What the task asks -
Each line in the entries below that holds the word "object" belongs in the answer.

Material for this task -

□ □ □ □ □ □ □

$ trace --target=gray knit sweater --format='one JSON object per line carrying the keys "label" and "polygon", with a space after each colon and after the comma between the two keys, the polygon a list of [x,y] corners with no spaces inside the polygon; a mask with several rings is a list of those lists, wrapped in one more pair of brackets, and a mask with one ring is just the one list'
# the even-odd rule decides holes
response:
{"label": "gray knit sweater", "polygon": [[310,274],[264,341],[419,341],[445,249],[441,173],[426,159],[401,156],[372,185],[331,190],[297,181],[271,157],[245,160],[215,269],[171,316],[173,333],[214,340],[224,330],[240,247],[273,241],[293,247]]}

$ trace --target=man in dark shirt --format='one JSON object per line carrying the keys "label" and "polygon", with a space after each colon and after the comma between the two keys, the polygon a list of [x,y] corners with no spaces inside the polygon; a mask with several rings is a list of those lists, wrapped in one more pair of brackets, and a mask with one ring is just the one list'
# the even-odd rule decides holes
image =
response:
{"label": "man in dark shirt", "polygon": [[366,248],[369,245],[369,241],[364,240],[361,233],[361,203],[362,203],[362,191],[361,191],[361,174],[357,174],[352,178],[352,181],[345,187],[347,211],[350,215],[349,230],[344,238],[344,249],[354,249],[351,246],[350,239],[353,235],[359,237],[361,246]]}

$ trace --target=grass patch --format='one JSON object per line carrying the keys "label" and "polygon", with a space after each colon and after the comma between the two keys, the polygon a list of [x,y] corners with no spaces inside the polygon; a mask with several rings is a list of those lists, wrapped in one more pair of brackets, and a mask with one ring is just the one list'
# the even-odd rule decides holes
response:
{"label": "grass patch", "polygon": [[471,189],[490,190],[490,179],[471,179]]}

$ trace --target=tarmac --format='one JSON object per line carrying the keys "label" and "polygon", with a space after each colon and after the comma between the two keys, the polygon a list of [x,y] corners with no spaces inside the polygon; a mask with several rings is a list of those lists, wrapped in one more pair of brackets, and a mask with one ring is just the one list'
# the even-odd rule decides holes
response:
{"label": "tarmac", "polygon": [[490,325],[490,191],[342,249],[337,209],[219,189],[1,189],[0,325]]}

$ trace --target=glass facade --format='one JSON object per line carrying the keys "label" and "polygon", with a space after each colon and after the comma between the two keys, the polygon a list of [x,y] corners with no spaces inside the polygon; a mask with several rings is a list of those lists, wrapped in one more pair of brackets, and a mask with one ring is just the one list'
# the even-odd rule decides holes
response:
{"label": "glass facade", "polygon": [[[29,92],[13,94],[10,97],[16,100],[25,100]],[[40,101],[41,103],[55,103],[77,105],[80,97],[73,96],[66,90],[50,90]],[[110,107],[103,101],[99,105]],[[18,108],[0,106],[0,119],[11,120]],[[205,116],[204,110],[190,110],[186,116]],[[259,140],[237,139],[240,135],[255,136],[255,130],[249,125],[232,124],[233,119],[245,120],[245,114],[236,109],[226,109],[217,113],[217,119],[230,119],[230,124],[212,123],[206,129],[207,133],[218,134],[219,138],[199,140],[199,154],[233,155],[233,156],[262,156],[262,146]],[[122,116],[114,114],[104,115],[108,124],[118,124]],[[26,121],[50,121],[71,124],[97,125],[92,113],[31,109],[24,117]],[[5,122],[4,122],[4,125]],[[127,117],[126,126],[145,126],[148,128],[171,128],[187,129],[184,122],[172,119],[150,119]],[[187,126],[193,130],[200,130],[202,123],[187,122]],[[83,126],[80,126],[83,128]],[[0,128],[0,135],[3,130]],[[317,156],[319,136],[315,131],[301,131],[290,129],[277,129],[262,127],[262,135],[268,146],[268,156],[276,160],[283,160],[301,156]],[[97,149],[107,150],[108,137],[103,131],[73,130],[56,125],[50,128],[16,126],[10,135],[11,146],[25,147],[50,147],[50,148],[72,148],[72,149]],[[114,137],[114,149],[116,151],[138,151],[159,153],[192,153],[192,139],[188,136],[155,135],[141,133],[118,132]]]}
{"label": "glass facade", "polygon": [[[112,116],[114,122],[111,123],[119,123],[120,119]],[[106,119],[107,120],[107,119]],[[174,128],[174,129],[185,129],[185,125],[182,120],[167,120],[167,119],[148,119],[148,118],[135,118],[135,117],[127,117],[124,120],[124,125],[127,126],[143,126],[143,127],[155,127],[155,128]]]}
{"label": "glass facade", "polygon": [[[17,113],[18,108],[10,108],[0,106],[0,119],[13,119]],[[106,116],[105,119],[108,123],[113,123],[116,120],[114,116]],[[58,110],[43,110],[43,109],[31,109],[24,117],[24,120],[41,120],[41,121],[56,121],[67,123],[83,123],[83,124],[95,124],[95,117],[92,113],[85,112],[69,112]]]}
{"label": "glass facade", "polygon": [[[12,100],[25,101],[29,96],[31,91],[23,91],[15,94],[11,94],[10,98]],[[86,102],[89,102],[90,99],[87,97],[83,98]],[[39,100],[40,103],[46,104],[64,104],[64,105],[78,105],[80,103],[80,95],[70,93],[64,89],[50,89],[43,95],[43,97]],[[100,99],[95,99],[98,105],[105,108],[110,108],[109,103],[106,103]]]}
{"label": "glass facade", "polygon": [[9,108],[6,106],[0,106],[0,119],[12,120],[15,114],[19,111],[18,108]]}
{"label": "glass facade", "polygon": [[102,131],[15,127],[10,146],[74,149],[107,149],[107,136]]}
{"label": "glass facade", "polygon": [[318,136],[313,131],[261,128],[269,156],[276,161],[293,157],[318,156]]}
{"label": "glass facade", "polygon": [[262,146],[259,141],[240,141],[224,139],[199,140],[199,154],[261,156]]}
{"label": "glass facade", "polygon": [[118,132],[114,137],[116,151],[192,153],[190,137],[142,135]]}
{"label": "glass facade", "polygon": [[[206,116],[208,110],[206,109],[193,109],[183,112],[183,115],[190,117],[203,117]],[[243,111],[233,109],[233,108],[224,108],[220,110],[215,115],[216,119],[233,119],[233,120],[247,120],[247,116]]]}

□ □ □ □ □ □ □

Solved problem -
$ trace --target=gray knit sweater --format='one JSON object per line carrying the keys "label" and "polygon", with a space after each colon and after the comma between the two keys, the polygon a list of [x,y] corners with no spaces inside the polygon; a mask with several rings is a list of those lists, wrapped in one more pair of brackets, and a mask with one ring is just the one list'
$ trace --target=man in dark shirt --format='one JSON object per line carrying the keys "label" and "polygon", with a space after each colon and after the comma between the two keys, the polygon a list of [x,y] corners with no spaces inside the polygon; a mask with several rings is a list of those lists, wrapped in one more pair of brackets, and a mask with one ring is just the one list'
$ trace --target=grass patch --format='one JSON object per line carrying the keys "label" and "polygon", with a space after each colon and after the comma between the two keys, the polygon a list of [x,y] corners with no spaces inside the polygon; a mask with several rings is a list of those lists, wrapped in one more pair of brackets, and a mask with one ring is just the one list'
$ trace --target=tarmac --format='one JSON object per line carrying the keys "label" and "polygon", with a space after each colon and after the comma between the two keys, the polygon a list of [x,y] corners with no spaces inside the polygon; a mask with several rings is a list of those lists, wrapped in one more pair of brackets, and a mask with one ring is just the one list'
$ trace --target=glass facade --format='one JSON object per line carrying the keys "label" and "polygon", with a space after each colon and after the comma between the two keys, the polygon a list of [x,y] corners with no spaces inside the polygon; a mask with several rings is a list of those lists, wrapped in one more pair of brackets, and a mask with one ring is just the one list'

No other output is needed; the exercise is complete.